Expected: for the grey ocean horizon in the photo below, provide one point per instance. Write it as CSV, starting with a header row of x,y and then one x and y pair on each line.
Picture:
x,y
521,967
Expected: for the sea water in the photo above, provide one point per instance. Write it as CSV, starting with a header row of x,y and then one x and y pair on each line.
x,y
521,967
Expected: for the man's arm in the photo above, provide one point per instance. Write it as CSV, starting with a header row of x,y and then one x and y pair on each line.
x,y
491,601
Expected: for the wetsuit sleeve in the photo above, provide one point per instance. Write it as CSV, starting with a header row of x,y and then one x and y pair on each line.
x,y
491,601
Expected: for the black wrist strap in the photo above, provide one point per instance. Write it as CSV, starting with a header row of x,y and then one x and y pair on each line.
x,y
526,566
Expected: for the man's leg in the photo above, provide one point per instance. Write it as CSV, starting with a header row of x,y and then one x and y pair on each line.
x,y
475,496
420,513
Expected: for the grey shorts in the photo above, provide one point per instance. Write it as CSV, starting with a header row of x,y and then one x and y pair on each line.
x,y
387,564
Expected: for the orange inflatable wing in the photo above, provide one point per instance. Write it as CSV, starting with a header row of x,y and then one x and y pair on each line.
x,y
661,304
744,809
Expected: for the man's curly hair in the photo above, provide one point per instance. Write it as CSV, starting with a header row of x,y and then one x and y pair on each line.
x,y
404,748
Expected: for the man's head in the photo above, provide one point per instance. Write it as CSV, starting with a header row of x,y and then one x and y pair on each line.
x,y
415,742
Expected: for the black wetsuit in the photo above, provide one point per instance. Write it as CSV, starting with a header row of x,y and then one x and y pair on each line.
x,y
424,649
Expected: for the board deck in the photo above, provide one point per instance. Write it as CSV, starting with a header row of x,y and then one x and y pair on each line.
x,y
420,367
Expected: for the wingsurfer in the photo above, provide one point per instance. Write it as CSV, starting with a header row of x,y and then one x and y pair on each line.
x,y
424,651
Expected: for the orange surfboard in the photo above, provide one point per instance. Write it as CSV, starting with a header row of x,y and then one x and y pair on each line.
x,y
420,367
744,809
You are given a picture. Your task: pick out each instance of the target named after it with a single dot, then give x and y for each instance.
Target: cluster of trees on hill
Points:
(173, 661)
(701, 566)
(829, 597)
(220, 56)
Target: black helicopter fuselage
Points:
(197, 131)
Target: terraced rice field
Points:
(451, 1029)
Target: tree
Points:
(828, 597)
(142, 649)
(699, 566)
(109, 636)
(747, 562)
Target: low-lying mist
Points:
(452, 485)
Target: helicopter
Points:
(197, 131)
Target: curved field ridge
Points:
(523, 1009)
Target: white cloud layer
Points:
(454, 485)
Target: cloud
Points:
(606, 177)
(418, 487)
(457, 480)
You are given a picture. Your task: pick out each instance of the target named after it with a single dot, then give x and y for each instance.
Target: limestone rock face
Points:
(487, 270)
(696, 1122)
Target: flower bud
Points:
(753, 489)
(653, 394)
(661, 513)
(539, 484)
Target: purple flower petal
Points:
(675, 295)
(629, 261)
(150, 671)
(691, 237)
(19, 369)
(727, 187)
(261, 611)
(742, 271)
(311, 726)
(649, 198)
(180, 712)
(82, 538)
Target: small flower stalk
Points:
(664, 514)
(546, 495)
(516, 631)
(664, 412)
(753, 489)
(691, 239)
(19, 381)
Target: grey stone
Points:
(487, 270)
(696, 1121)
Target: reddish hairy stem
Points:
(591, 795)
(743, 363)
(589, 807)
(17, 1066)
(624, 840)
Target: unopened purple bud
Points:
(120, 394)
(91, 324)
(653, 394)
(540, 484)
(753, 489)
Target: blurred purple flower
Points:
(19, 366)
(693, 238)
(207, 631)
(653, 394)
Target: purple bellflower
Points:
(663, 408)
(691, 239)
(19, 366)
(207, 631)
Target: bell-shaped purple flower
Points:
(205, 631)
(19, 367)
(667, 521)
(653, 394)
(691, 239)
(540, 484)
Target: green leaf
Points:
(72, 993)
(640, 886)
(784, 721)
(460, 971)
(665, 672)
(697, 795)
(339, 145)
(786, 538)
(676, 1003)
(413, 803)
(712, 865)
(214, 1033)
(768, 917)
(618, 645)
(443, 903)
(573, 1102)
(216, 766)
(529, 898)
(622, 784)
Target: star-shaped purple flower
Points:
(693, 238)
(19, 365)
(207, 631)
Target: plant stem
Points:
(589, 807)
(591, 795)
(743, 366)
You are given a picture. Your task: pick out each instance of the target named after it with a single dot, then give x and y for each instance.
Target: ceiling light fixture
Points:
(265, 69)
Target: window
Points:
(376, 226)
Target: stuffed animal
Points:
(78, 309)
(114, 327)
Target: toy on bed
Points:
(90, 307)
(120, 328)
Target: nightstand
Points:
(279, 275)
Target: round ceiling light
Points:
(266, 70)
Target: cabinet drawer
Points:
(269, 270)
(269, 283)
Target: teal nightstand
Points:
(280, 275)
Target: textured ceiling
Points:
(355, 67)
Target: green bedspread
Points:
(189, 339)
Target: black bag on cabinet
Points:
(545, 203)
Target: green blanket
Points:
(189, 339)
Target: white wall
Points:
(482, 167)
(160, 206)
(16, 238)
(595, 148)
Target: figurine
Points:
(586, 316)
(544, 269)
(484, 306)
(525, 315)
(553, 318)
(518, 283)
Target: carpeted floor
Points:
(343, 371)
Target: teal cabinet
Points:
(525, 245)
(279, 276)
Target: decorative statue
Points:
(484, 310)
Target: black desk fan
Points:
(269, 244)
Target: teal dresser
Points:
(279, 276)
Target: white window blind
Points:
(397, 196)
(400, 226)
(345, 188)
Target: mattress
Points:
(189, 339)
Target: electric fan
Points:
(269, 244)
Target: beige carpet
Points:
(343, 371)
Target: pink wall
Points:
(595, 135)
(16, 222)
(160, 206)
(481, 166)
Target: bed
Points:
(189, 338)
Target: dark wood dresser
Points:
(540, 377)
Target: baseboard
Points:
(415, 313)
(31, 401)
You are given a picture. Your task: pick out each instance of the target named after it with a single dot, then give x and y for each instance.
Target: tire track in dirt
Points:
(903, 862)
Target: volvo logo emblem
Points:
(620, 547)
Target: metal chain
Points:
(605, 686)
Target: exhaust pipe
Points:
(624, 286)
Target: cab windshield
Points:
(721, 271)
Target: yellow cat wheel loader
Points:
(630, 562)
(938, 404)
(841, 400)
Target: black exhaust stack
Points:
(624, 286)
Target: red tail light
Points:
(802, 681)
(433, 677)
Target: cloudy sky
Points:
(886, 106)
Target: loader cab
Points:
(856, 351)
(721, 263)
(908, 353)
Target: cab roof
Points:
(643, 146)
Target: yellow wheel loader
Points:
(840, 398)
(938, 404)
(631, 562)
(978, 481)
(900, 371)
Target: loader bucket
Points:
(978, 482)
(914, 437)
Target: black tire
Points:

------------------------------

[PROBLEM STATEMENT]
Restate the whole listing exactly, leaving out nothing.

[EXERCISE RESULT]
Expected: for the grey ocean horizon in the photo below, provide one point per instance. Write it as CSV, starting with a header row of x,y and then one x and y pair on each line.
Picture:
x,y
521,967
Expected: for the sea water in the photo above, provide one point per instance. Write it as CSV, starting with a header row of x,y and then one x and y pair on each line.
x,y
521,967
Expected: for the man's arm in the photo above, provide one point per instance. Write it as CSV, starting with a header row of x,y and then one x and y pair on each line.
x,y
491,601
Expected: for the wetsuit sleeve in the photo above, provide one point per instance. Write it as CSV, starting with a header row of x,y and then one x and y pair on each line.
x,y
491,601
Expected: for the black wrist strap in the photo above, provide one point per instance. Write it as CSV, starting with a header row of x,y and then one x and y pair on each line.
x,y
526,566
Expected: for the man's leg in the photo above, provide one point per instance. Write it as CSV, starting with a header row of x,y and then one x and y pair on each line.
x,y
475,496
420,513
Expected: for the grey shorts in the photo above, provide one point per instance. Write it as CSV, starting with a header row of x,y and then one x and y pair on each line.
x,y
387,564
Expected: for the orange inflatable wing in the photo above, provide one point per instance. Write it as CSV, starting with a header row of x,y and then one x and y pair on each line.
x,y
661,304
744,809
Expected: for the man's curly hair in the photo above, provide one point per instance. Write it as CSV, starting with a header row of x,y and then one x and y pair on each line.
x,y
404,748
Expected: for the man's head in the photo above, provide one point per instance. Write it as CSV, starting with a header row of x,y and then one x and y pair on each line.
x,y
415,742
Expected: for the black wetsuit in the photo above, provide one point per instance. Write it as CSV, starting with a header row of x,y and then one x and y pair on each line.
x,y
424,649
Expected: for the board deck in the photo above, provide one point per instance. Write it as CSV, starting with a header row of x,y and then one x and y pair on each line.
x,y
420,367
Expected: for the wingsurfer in the photo above, provide one point per instance. Write it as CSV, starting with a header row of x,y and then one x and y pair on each line.
x,y
424,651
Expected: for the orange surfboard in the photo above, provide one point per instance. Write it as CSV, starting with a header row of x,y and then one x and y pair on each line.
x,y
420,367
744,809
You are given a picture. Your task: pick out each instance of the target named after it with a single dot, then give x and y for each instance.
Target: cluster of trees on hill
Points:
(173, 661)
(701, 566)
(829, 597)
(220, 56)
Target: black helicopter fuselage
Points:
(197, 131)
Target: terraced rice field
Points:
(451, 1029)
Target: tree
Points:
(828, 597)
(142, 649)
(699, 566)
(109, 636)
(747, 562)
Target: low-lying mist
Points:
(452, 485)
Target: helicopter
Points:
(197, 131)
Target: curved field ridge
Points:
(523, 1009)
Target: white cloud layer
Points:
(454, 485)
Target: cloud
Points:
(606, 177)
(418, 487)
(457, 480)
You are given a picture. Your task: pick out each instance of the target named after it with a single dot, then give x and y for each instance.
Target: limestone rock face
Points:
(487, 270)
(696, 1122)
Target: flower bud
Points:
(753, 489)
(653, 394)
(661, 513)
(539, 484)
Target: purple flower petal
Points:
(675, 295)
(629, 261)
(150, 671)
(691, 237)
(19, 369)
(727, 187)
(261, 611)
(742, 271)
(311, 726)
(649, 198)
(180, 712)
(82, 538)
Target: small flower stalk
Points:
(664, 514)
(546, 495)
(516, 631)
(664, 412)
(753, 489)
(691, 239)
(19, 381)
Target: grey stone
Points:
(487, 270)
(696, 1121)
Target: reddish hairy stem
Points:
(591, 795)
(743, 363)
(589, 807)
(17, 1066)
(624, 840)
Target: unopened purple bud
Points:
(120, 394)
(91, 324)
(653, 394)
(540, 484)
(753, 489)
Target: blurred purple flower
Points:
(19, 366)
(693, 238)
(207, 631)
(653, 394)
Target: purple bellflower
Points:
(663, 408)
(691, 239)
(19, 366)
(207, 631)
Target: bell-shaped purple flower
Points:
(205, 631)
(19, 367)
(667, 521)
(653, 394)
(691, 239)
(540, 484)
Target: green leaf
Points:
(72, 993)
(640, 886)
(784, 721)
(460, 971)
(665, 672)
(697, 795)
(339, 145)
(786, 538)
(676, 1003)
(413, 803)
(712, 865)
(214, 1033)
(768, 917)
(618, 645)
(443, 903)
(573, 1102)
(216, 766)
(529, 898)
(622, 784)
Target: star-shaped purple flower
Points:
(693, 238)
(19, 365)
(207, 631)
Target: plant stem
Points:
(589, 807)
(591, 795)
(743, 366)
You are given a picture. Your task: pick out each instance of the target named after it with a single dot, then give x and y for each instance.
Target: ceiling light fixture
Points:
(265, 69)
Target: window
Points:
(376, 226)
Target: stuffed animal
Points:
(78, 309)
(114, 327)
Target: toy on bed
Points:
(90, 307)
(120, 328)
Target: nightstand
Points:
(279, 275)
Target: round ceiling light
Points:
(266, 70)
Target: cabinet drawer
Points:
(269, 270)
(269, 283)
Target: teal nightstand
Points:
(280, 275)
Target: textured ceiling
Points:
(355, 67)
Target: green bedspread
Points:
(189, 339)
Target: black bag on cabinet
Points:
(545, 203)
Target: green blanket
Points:
(189, 339)
Target: white wall
Points:
(482, 167)
(160, 206)
(16, 238)
(595, 148)
Target: figurine
Points:
(586, 316)
(544, 269)
(484, 306)
(525, 315)
(553, 318)
(518, 283)
Target: carpeted floor
Points:
(343, 371)
Target: teal cabinet
Points:
(525, 245)
(279, 276)
Target: decorative statue
Points:
(484, 310)
Target: black desk fan
Points:
(269, 244)
Target: teal dresser
Points:
(279, 276)
Target: white window blind
Points:
(397, 196)
(400, 226)
(345, 188)
Target: mattress
Points:
(189, 339)
Target: electric fan
Points:
(269, 244)
Target: beige carpet
Points:
(343, 371)
Target: pink wall
Points:
(595, 135)
(16, 222)
(160, 206)
(481, 166)
Target: bed
Points:
(189, 338)
Target: dark wood dresser
Points:
(540, 377)
Target: baseboard
Points:
(415, 313)
(31, 401)
You are given a picture. Your task: pick out each instance of the target named after it with a single dot, then give x and y for each instance.
Target: tire track in dirt
Points:
(903, 862)
Target: volvo logo emblem
Points:
(620, 547)
Target: metal chain
Points:
(605, 686)
Target: exhaust pipe
Points:
(624, 286)
Target: cab windshield
Points:
(721, 271)
Target: yellow cat wheel loader
Points:
(630, 562)
(938, 404)
(841, 400)
Target: black exhaust stack
Points:
(624, 286)
Target: red tail light
Points:
(802, 681)
(433, 677)
Target: cloudy sky
Points:
(886, 106)
Target: loader cab
Points:
(856, 351)
(721, 263)
(908, 353)
Target: cab roof
Points:
(643, 146)
Target: yellow wheel loader
Points:
(840, 398)
(938, 404)
(631, 562)
(978, 481)
(900, 371)
Target: loader bucket
Points:
(978, 482)
(914, 437)
Target: black tire
Points:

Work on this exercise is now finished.